→ **EXERCISE**: The whole listing below is to be copied exactly, with every picture left out.

*** DATASET EXTRACT Section Begins ***

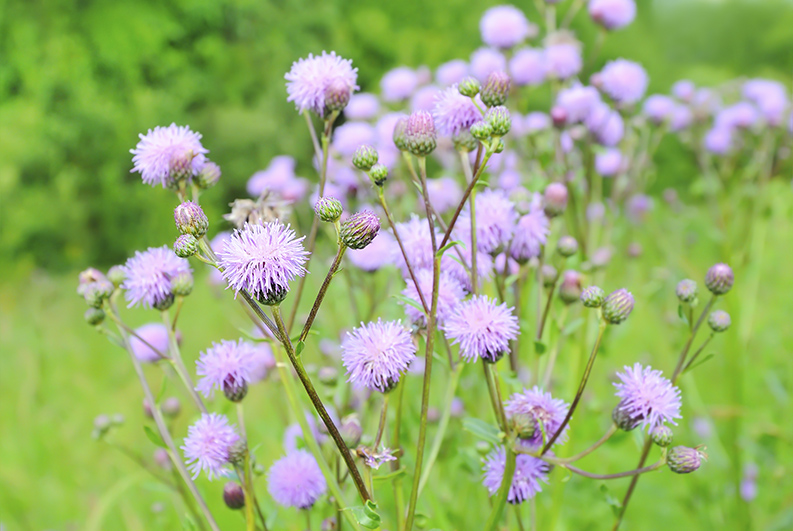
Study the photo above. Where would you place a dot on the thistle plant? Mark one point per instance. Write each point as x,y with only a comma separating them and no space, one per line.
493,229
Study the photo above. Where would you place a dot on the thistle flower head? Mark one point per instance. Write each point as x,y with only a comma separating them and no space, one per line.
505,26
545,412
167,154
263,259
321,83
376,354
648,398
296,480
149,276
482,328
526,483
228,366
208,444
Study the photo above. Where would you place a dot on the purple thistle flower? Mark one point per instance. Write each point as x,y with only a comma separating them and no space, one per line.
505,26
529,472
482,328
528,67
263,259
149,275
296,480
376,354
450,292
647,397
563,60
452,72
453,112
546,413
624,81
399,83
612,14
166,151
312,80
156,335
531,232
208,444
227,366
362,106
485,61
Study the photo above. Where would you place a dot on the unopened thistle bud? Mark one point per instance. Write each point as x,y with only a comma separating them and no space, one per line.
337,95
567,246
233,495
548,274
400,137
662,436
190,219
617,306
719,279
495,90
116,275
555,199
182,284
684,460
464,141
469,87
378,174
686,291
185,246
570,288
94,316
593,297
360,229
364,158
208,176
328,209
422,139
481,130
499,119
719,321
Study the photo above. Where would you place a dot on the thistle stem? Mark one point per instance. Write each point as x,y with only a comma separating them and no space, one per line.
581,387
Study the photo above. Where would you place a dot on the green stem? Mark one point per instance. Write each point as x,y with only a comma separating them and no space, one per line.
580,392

*** DATASET EXTRACT Section Ends ***

→ **SOLUTION**:
Study the photo above. Where would you place a dot on the thistle plant? Mark one point per instance. Write each point as x,y with only a comma separating them and no space, one per line.
493,229
Study the photo above. Where would you place a dot on the thistle flower head? Mark one point per instance. Write each point as x,y with only a comma separating them and no space, one per line.
505,26
545,412
167,154
263,259
321,83
376,354
648,398
296,480
149,276
482,328
526,483
228,366
208,444
Study the photo above. Where would you place a dot on the purple thistle flower? Mark one point per instance. Write each point as x,y with only a comma separating them and no space, one per line.
505,26
529,472
482,328
528,67
263,259
149,275
296,480
376,354
450,292
647,397
563,60
452,72
453,112
546,413
624,81
399,83
612,14
166,151
312,80
156,335
531,232
208,444
227,366
362,106
485,61
Study the photo above. Where would you place a dot on the unopened thistle bud? Mark one point per instance. Write each point as x,y with only a comma separating them and no space, one per line.
337,95
567,246
233,495
548,274
400,137
662,436
190,219
617,306
719,279
495,90
116,275
555,199
182,284
684,460
464,141
469,87
378,174
686,291
185,246
570,288
94,316
593,297
360,229
364,158
208,176
328,209
422,139
481,130
499,119
719,321
Study the photo above. Where would you place a dot on the thistle stem? Mark one point per instance. Write each point as x,y with only a comma separating them and no space, one per line.
581,387
Study the photo above. Where would you place a dot on the green stem? Mark one point per instance. Write each point as x,y with only a comma separating them and no space, one per line.
580,392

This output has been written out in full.